▸ **Work order**: In your reply, repeat every entry exactly and skip over each picture.

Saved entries
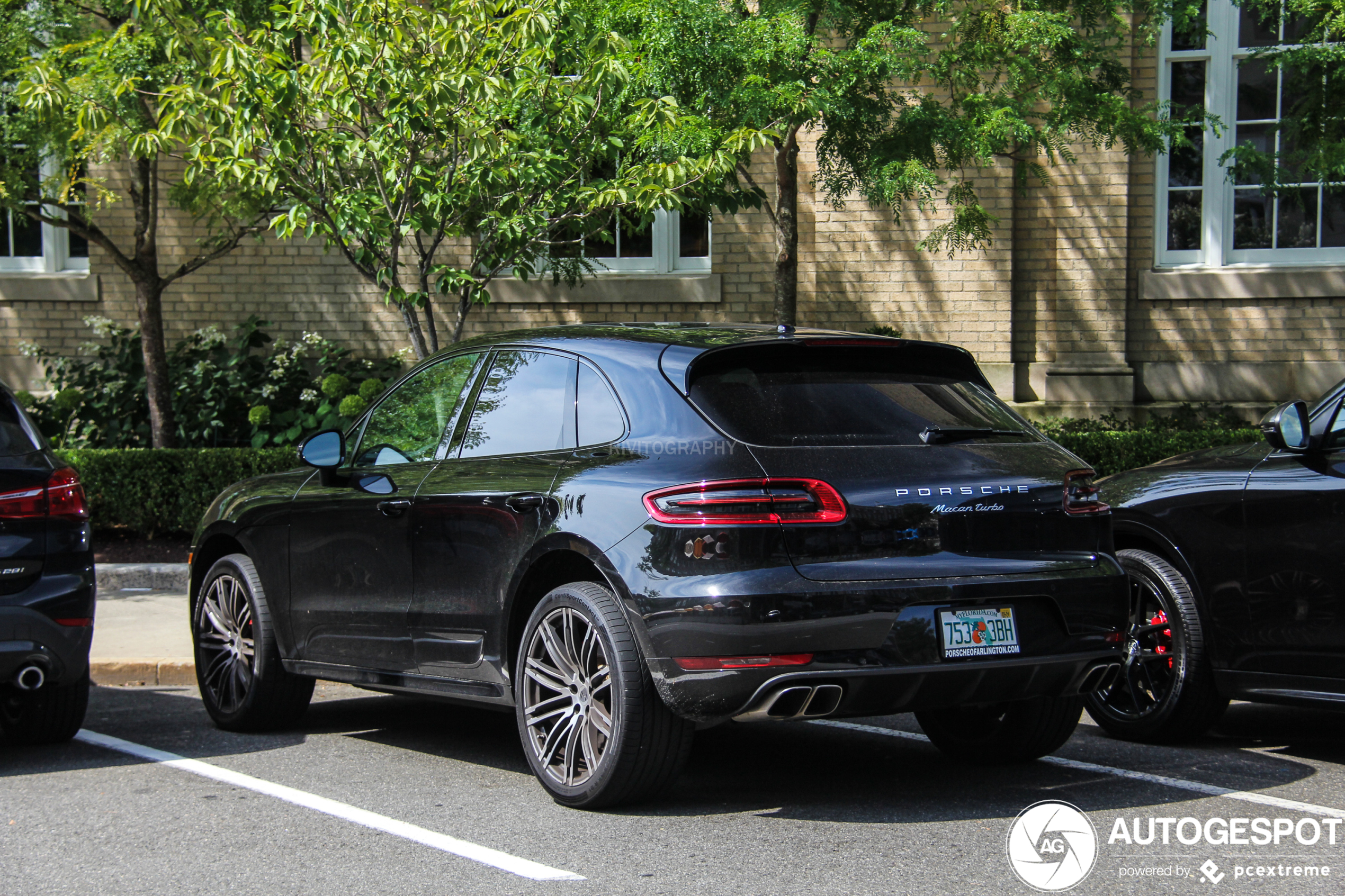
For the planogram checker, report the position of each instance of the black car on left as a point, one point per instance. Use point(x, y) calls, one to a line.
point(1236, 557)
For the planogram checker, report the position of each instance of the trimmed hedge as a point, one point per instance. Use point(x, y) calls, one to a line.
point(1113, 452)
point(165, 491)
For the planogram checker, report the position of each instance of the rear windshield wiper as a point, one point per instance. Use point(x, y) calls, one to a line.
point(939, 436)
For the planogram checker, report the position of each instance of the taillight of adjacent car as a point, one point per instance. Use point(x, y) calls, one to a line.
point(62, 497)
point(1082, 496)
point(747, 503)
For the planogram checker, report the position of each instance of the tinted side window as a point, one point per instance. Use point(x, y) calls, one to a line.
point(410, 422)
point(525, 406)
point(599, 414)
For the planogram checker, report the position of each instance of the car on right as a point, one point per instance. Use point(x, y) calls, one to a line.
point(1236, 562)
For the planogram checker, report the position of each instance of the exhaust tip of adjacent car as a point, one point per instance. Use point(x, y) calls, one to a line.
point(795, 702)
point(30, 677)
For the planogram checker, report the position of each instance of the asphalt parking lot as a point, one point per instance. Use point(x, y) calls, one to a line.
point(796, 808)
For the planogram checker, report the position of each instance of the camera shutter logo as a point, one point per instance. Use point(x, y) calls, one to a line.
point(1052, 845)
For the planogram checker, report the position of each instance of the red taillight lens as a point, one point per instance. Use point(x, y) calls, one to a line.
point(697, 664)
point(1082, 495)
point(65, 495)
point(61, 496)
point(23, 504)
point(747, 503)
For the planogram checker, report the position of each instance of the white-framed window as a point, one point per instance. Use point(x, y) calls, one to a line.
point(1201, 218)
point(33, 248)
point(673, 243)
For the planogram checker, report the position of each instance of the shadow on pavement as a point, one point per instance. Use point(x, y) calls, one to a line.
point(785, 770)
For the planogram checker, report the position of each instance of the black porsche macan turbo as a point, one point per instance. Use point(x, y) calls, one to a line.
point(622, 532)
point(1238, 563)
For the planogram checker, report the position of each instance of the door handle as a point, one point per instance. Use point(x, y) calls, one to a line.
point(394, 507)
point(524, 503)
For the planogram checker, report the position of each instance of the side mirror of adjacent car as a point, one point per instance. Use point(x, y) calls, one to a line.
point(375, 484)
point(1286, 428)
point(326, 450)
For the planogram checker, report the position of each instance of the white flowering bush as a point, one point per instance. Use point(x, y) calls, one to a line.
point(235, 390)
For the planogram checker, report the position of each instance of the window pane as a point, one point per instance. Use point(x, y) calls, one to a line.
point(1256, 33)
point(522, 408)
point(599, 415)
point(1184, 228)
point(1186, 167)
point(636, 242)
point(1192, 37)
point(412, 421)
point(1333, 218)
point(1251, 220)
point(1257, 90)
point(1261, 138)
point(28, 237)
point(1297, 220)
point(696, 236)
point(1188, 90)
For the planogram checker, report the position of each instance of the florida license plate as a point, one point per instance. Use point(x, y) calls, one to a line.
point(978, 633)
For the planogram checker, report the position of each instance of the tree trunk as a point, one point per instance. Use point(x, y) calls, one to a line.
point(787, 229)
point(464, 304)
point(163, 425)
point(414, 330)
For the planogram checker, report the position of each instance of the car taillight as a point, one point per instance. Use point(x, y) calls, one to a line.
point(747, 503)
point(696, 664)
point(61, 496)
point(1082, 495)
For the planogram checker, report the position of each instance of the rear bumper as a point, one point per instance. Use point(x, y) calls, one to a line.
point(29, 637)
point(715, 696)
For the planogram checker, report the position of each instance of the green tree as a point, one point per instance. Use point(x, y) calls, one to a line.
point(1312, 126)
point(437, 146)
point(83, 98)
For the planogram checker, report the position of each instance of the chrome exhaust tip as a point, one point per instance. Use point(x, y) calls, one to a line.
point(30, 679)
point(798, 702)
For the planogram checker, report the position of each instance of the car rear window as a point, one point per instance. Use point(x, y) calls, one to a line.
point(18, 436)
point(793, 395)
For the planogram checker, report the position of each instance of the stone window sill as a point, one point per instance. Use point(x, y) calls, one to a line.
point(612, 288)
point(1305, 281)
point(64, 286)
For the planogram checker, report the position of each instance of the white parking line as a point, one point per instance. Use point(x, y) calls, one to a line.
point(492, 857)
point(1195, 786)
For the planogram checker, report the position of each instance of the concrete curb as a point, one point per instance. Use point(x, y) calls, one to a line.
point(167, 577)
point(165, 671)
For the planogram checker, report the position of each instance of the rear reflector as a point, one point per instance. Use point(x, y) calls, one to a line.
point(694, 664)
point(62, 496)
point(747, 503)
point(1082, 496)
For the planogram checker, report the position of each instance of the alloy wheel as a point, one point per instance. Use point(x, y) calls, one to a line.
point(568, 698)
point(1150, 655)
point(225, 640)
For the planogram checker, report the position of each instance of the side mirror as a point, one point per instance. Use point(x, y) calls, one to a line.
point(1286, 428)
point(326, 450)
point(375, 484)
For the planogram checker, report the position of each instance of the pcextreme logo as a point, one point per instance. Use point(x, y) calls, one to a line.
point(1052, 845)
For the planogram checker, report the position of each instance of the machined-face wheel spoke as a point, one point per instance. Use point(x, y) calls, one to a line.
point(568, 696)
point(223, 632)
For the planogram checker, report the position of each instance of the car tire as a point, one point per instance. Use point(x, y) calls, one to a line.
point(1005, 732)
point(1167, 690)
point(243, 682)
point(51, 714)
point(580, 671)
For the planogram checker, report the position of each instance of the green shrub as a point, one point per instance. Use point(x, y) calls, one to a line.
point(163, 491)
point(1113, 452)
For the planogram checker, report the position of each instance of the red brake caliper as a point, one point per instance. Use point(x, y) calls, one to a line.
point(1165, 637)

▸ **Response area**:
For the planogram checker, report the position of each instance of the black car on left as a point, one point per instance. Use point(x, y) calls, one to a line.
point(1236, 557)
For the planogram checker, report the position of each instance of the trimmed hedge as a point, one point per instance. Use point(x, y) calls, one to a line.
point(1113, 452)
point(165, 491)
For the planogram checker, report the position of each instance of the rear windshield wiper as a point, one point per instance. Use point(x, y) calls, one to a line.
point(939, 436)
For the planogram checker, report the position of each instance of the taillight of adjacent car as a point, one point per instance. Use point(x, y) calls, one to a line.
point(62, 497)
point(1082, 496)
point(747, 503)
For the planogram checker, report the position of each instance of the tinted side window as a point, one point per instance. Use point(x, y) calls, one to a line.
point(410, 422)
point(525, 406)
point(599, 414)
For the planogram checker, report the position of each instance of the car on right as a point, one point per instance. Use point(x, y) calls, one to a line.
point(1236, 562)
For the planogram checker, report the position of each instance of the exhaust tip of adjacent car as a point, one point per instance. Use point(x, y) calls, one to a line.
point(795, 702)
point(30, 677)
For the planogram checker, report the position of each instance of the asphalt parking lot as a point, one point per instance. Use point(x, y) calls, one to a line.
point(796, 808)
For the planogram checker, report the position of each instance of the camera shutter logo as a point, one point per instance. Use point(x, y) calls, one to a line.
point(1052, 845)
For the planogram checker, report the position of each instance of the red taillight lens as a point, one point per instance. Use point(x, y) calls, one to a line.
point(697, 664)
point(1082, 495)
point(65, 495)
point(61, 496)
point(23, 504)
point(747, 503)
For the planogram checker, report the position of each instance of the white-framed window as a point, one point per instance. Use point(x, y) calls, one to a line.
point(1201, 218)
point(33, 248)
point(673, 243)
For the planogram checker, report the position of each instance of the shadow on pavement as a point, one point per instance. Use point(x, y) calls, one to a line.
point(785, 770)
For the planogram checker, report the position of each instance of the black porsche macan turbo as a point, one point per instance. Use point(x, y) calls, one to a line.
point(622, 532)
point(1238, 563)
For the planogram checker, report the position of each instance of the door handle as a point, one point per instance. Use point(x, y) calls, one to a line.
point(394, 507)
point(524, 503)
For the planogram checker, report the position of each instance of the side mirror of adjacent car as a point, one point per instance. Use point(x, y) calls, one to a line.
point(375, 484)
point(1286, 428)
point(326, 450)
For the planogram checker, report the position of each instance of the white flowering bush as a point, one point per instance. Use point(x, y) calls, one to a line.
point(235, 390)
For the planogram checker, report the position of each instance of the window pane as a point, one point per instance. Use point(x, y) calls, one to a line.
point(1256, 33)
point(522, 408)
point(599, 415)
point(1184, 228)
point(1186, 167)
point(636, 242)
point(1192, 37)
point(412, 421)
point(1333, 218)
point(1251, 220)
point(1257, 90)
point(1261, 138)
point(28, 237)
point(1297, 220)
point(696, 236)
point(1188, 90)
For the planogram checker, report the position of each instance of the florida license plate as a point, one point per instance. Use point(x, y) calls, one to a line.
point(978, 633)
For the planogram checker, report the position of each instance of the tree trunk as a point, one point per instance. Use point(x, y) calls, one to a line.
point(787, 229)
point(464, 304)
point(163, 425)
point(414, 330)
For the planogram checker, report the position of each instance of the car taillight as a point, one point per instance. Use point(x, y) calls, one to a line.
point(747, 503)
point(696, 664)
point(61, 496)
point(1082, 495)
For the planogram checker, report the position of each instance of the rear bumper as a point, one point per instance. Use point(x, y) calls, one to a line.
point(29, 637)
point(715, 696)
For the planogram checker, report the position of each instance of the green tree as a point, one point per instance. Use point(x, y) calls, one to a line.
point(1312, 126)
point(437, 146)
point(83, 98)
For the planogram checker, report the position of each instance of the chrome exhaust tip as a point, one point per instance. Use point(x, y) calls, one to a line.
point(30, 679)
point(798, 702)
For the planogram checker, report the position of each instance of the car rear window as a point, one point per instance. Use point(x, y) calls, one to a line.
point(18, 436)
point(793, 395)
For the planogram checker, report the position of each instance of the stone window sill as a point, one point per instance. Use point(x, y) calls, one to a line.
point(612, 288)
point(1305, 281)
point(64, 286)
For the planogram checker, report the position of each instance of the white parking line as a point, one point per instance. Use point(x, y) calls, one to a line.
point(492, 857)
point(1195, 786)
For the planogram checker, report the position of each instance of the concrete curb as a point, one point per instance. Use point(x, y) calls, one to a line.
point(167, 577)
point(165, 671)
For the planogram checker, report the position of each instance of the rear reflector as a point, one point per instance. Use point(x, y) calls, one to a line.
point(694, 664)
point(62, 496)
point(747, 503)
point(1082, 496)
For the planogram checker, report the position of each instance of the alloy wheel as a point, one point per instance. Use point(x, y) calls, one to a line.
point(568, 698)
point(1150, 655)
point(225, 640)
For the planogram checker, report the position of each instance of the side mirror as a point, one point per instance. Use point(x, y) calls, one to a line.
point(1286, 428)
point(326, 450)
point(375, 484)
For the planogram checker, report the position of each instance of the pcextreme logo as a point, one point per instance. Use point(x, y) calls, one to a line.
point(1052, 845)
For the planogram checker, report the position of each instance of the machined-face wheel spoke as a point, one point per instance. Use point(x, y) calls, one to a line.
point(568, 696)
point(223, 632)
For the planogram checker, report the position of each instance of the car tire as a point, one point per instance. Use point(x, y) calls, one to a line.
point(1005, 732)
point(1167, 690)
point(243, 682)
point(51, 714)
point(580, 671)
For the planogram checker, report the position of each instance of the green shrub as a point, one point per instance. Use point(x, y) calls, one to a line.
point(163, 491)
point(1113, 452)
For the planogram checker, report the position of each instance of the red brake caliper as a point, one point per instance. Use point(x, y) calls, one to a line.
point(1165, 637)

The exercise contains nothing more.